This blog is re-posted from November, 2017.
I have been teaching for quite a while and have taught units on quadratics more times than I can count. The concepts of vertex, line of symmetry, factoring, quadratic formula, and intercepts were frequently discussed, often times in more than one class. More often than not, when I was a 'section' teacher, I followed the current textbook's recipe on how to do this. The current textbook I am working with lays it out like this:
Many times at the start of this unit I would show the students how to graph basic parabolas - I would define the key items such as the vertex, line of symmetry, and intercepts, and then graph them. The students would copy what I was doing and then do homework problems essentially replicating this behavior. The students' thinking only went as far as the rote mechanics they were employing when finding the key items.
As I approached this chapter this year, I was thinking about how to organize the lessons to best suit the students. It then led me to the question, 'How can I organize this unit so that I am able to leverage the 8 cultural forces described in 'Cultures of Thinking: The 8 Forces We Must Master to Truly Transform Our Schools' by Ron Ritchhart, in a way that helps students the most?'
I have organized this blog post in to several days. Today I will cover day 1, with other days following soon.
Day 1: Polygraph parabolas
On this day, I wanted the students to speak the language of parabolas. Our foreign language teachers tell me that the best way for students to learn about the language is to speak it - so it seemed reasonable that the best way for students to begin to learn about parabolas is to speak about them. I decided to start the unit by using the "Polygraph Parabolas" activity on www.teacher.desmos.com. All the students need a computer and sign in to the activity after receiving a special code that Desmos generates. I decided to sign in as well so I could do the activity with them. When everybody signs in, Desmos pairs everybody up randomly.
The opening screen of the activity looks like this:
Student 1 of the pair chooses their 'favorite' parabola, and then Student 2 of the pair asks questions to try to figure out which parabola that Student 1 picked. Student 2 has to ask yes-no questions, and then Student 1 answers them. Take a look at the sample interactions below. One nice feature of desmos activities is you can anonymize the names so the students' real identities are hidden:
As you can see from the above interactions, the students must use mathematical language in order to communicate with each other. I used this in more than one block, and the activity would start out very quiet as the students communicated via the computer as they typed in and answered their questions (much like they interact when texting each other). However, in every class, as time went on, the students began to interact with each other with live conversations. It was really awesome to see that unfold. I would hear things like "what do you mean by ...", "when you say the graph is positive, what do you mean exactly", and "when you say minimum, do you mean the vertex or another point?" The best part about this computer interaction and live interaction is the students were communicating with each other with mathematical language. At the beginning of the activity, the language was imprecise but as time went on it became more detailed and mathematically correct. The best part of it was when the students used their own language to start with, such as "x-axis crossing points" and "bottom point", and then to see it slowly transform into terms such as "intercepts" and "vertex."

Given exercise 1 ▸ Do these statements agree with the blog post on teaching parabolas? (a) In the Polygraph Parabolas activity, Student 2 may ask only yes-no questions. (b) The teacher chose which students would work together. (c) The teacher watched the activity without joining in.
Given exercise 2 ▸ Could you write what comes next in the blog post on teaching parabolas, picking up after its last sentence?

Stored data ▸
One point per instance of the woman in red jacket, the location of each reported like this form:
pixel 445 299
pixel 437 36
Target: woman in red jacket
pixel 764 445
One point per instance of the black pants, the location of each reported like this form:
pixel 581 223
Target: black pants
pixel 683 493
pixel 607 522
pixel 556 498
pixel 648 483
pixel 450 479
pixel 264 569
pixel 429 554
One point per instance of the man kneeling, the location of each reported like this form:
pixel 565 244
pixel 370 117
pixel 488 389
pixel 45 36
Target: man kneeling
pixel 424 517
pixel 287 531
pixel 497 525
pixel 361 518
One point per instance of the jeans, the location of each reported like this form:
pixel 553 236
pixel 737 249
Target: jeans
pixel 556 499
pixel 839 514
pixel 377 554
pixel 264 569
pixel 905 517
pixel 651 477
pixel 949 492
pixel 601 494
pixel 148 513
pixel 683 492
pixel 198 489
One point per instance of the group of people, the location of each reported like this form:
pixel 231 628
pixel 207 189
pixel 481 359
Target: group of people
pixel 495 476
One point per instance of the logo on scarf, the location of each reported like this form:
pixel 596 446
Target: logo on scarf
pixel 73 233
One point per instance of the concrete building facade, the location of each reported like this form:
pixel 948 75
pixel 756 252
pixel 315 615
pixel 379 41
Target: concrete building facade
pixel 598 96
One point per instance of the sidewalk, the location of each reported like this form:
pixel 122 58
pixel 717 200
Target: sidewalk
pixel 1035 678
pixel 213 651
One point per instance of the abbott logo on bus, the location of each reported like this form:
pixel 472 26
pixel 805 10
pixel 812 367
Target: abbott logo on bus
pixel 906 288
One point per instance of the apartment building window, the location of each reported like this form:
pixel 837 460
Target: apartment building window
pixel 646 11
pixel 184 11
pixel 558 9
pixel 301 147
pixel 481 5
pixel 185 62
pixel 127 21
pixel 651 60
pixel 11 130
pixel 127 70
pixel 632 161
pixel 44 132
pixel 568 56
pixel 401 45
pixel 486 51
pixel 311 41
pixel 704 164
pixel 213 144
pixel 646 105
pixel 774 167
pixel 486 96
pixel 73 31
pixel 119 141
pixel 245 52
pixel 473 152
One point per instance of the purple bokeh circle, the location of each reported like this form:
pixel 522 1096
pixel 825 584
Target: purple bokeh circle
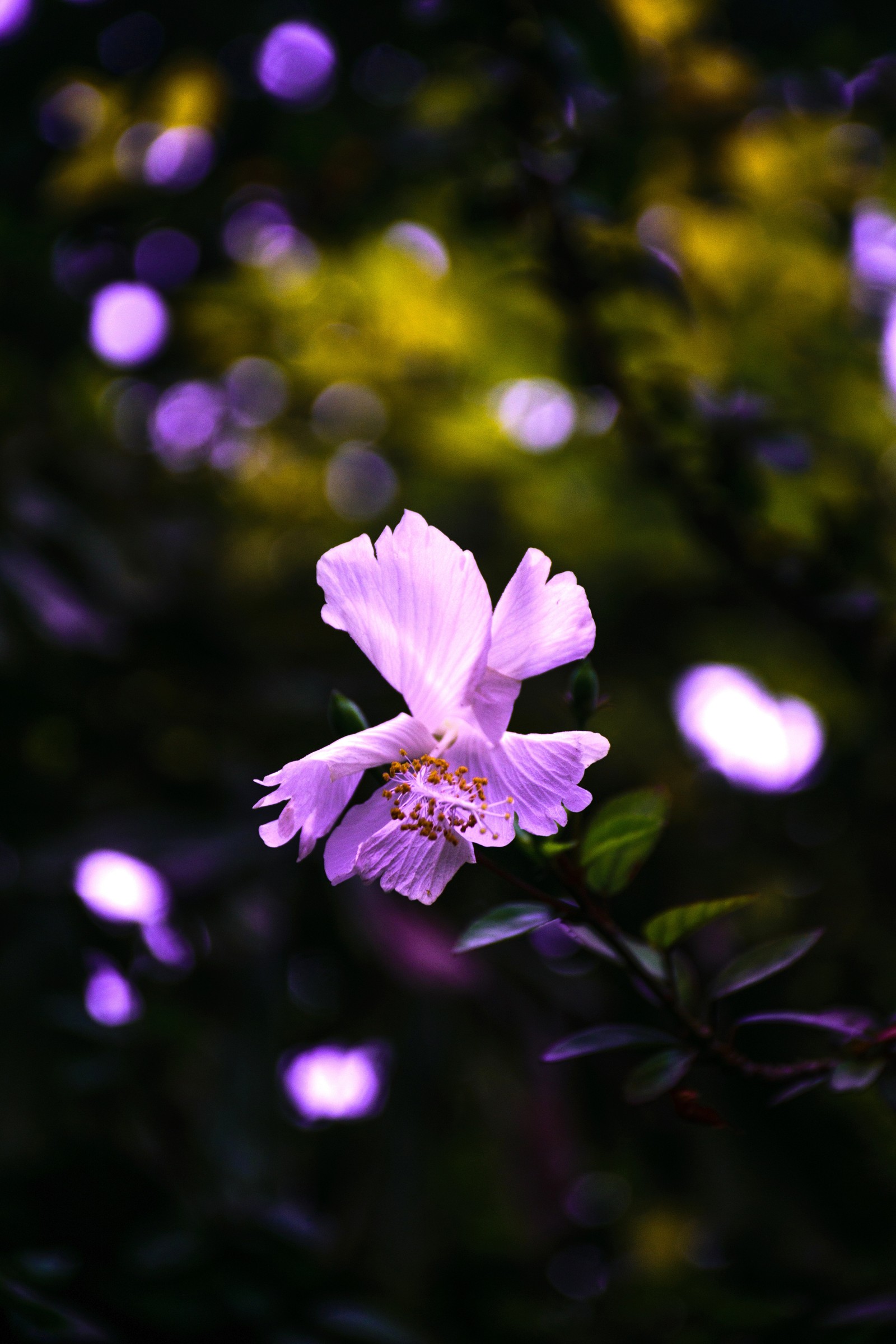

Exercise result 1 ▸
(a) Yes: "Student 2 has to ask yes-no questions, and then Student 1 answers them."
(b) No: "When everybody signs in, Desmos pairs everybody up randomly."
(c) No: "I decided to sign in as well so I could do the activity with them."

Exercise result 2 ▸
I let the students play this activity for about 30 minutes. After this, there is another desmos activity related to this called "Polygraph parabolas, part II" that I let the students explore. This activity takes some of the imprecise language, such as 'turning point', 'smile', and 'touches the middle line twice' into language such as 'vertex', 'concave up', and 'intercepts.' At the end of this activity, the students are asked to create parabolas with certain characteristics. Here is an example:
There are many cultural forces at play during this day in math class. Here is a look at some of them:
1. Language: The language of community is very evident as the students are creating the vocabulary that is used to communicate about parabolas. Often times during the course of the polygraph activity, students ask me 'is this the way to say it' or 'is this right?' My response is always 'are you able to communicate with your partner effectively with the words you are choosing? Perhaps you should talk with them and get the vocabulary ironed out. Later in the week we will see what other mathematicians have used to communicate, and we will also talk about why they might use the language they use.' This allows the students to have a sense of community and to see that math is not something that is defined outside of our classroom - rather it is something we develop as a community of mathematicians.
2. Modeling: By participating in the activity with the students, I tried to model that I am a learner with them and that I am not the sage of parabola vocabulary. I wanted them to see me as a role model instead of an exemplar. As they worked through questions about parabolas, I noticed the students leaning on each other to make sense of what was going on - they slowly became independent and confident in talking about parabolas. If I would have used transmission of knowledge as the mode of teaching on this day, students would have missed out on this rich activity and would have seen me as an exemplar instead of taking control of their quadratic vocabulary.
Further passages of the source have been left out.